> [WORK REQUIRED]:
Your task is to copy each line in the listing that includes the word "Target".

> [SUPPLIED MATERIAL]:

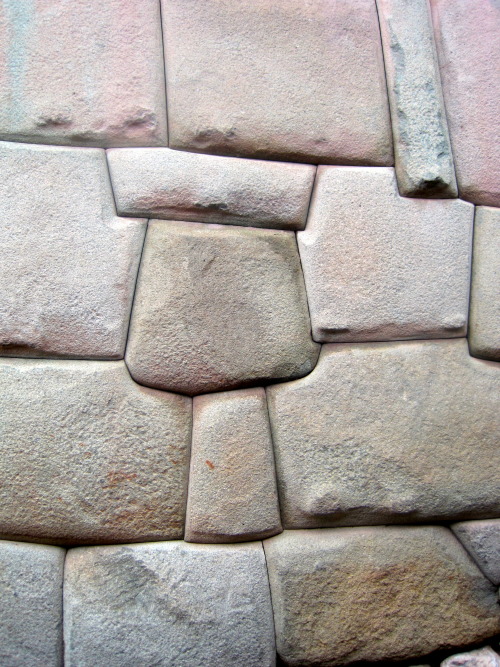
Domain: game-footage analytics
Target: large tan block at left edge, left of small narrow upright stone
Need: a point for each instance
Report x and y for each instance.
(88, 456)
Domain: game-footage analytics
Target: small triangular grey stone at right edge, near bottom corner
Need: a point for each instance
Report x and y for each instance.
(482, 541)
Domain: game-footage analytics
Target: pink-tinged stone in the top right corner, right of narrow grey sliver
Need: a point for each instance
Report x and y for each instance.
(468, 44)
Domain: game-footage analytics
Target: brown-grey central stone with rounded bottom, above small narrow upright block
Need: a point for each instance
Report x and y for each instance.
(218, 307)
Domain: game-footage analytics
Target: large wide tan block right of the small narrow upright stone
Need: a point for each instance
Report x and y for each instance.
(388, 432)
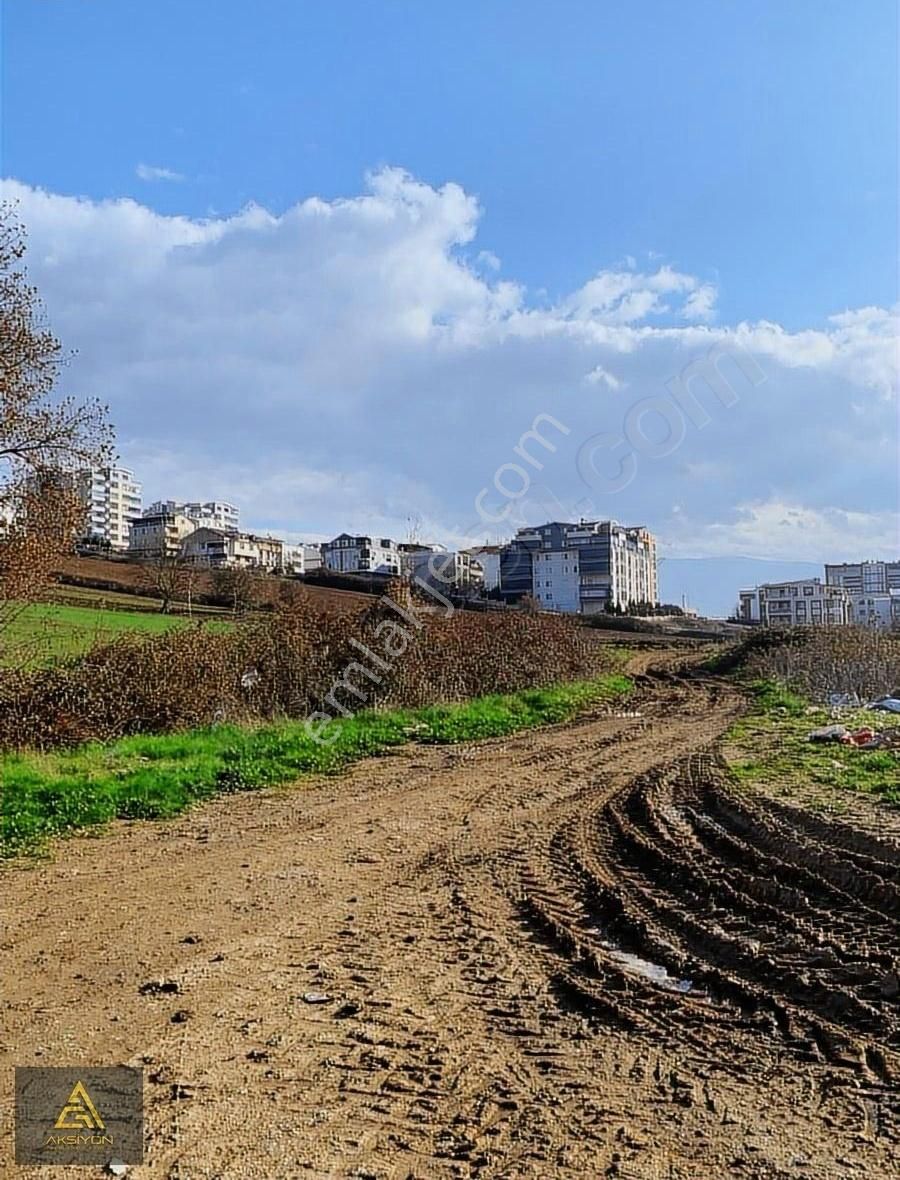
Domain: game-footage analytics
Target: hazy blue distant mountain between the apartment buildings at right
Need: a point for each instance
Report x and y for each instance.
(711, 585)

> [EXERCISE RESULT]:
Target: large tan block at left edge, left of small narrow upright stone
Target: small triangular grey stone at right edge, near bottom corner
Target: pink-tinged stone in the top right corner, right of narrow grey sliver
Target: brown-grey central stone with rounded bottom, above small narrow upright block
Target: large wide tan block right of the small narrow upright stone
Target: hazy blue distant mountain between the apartment buildings at right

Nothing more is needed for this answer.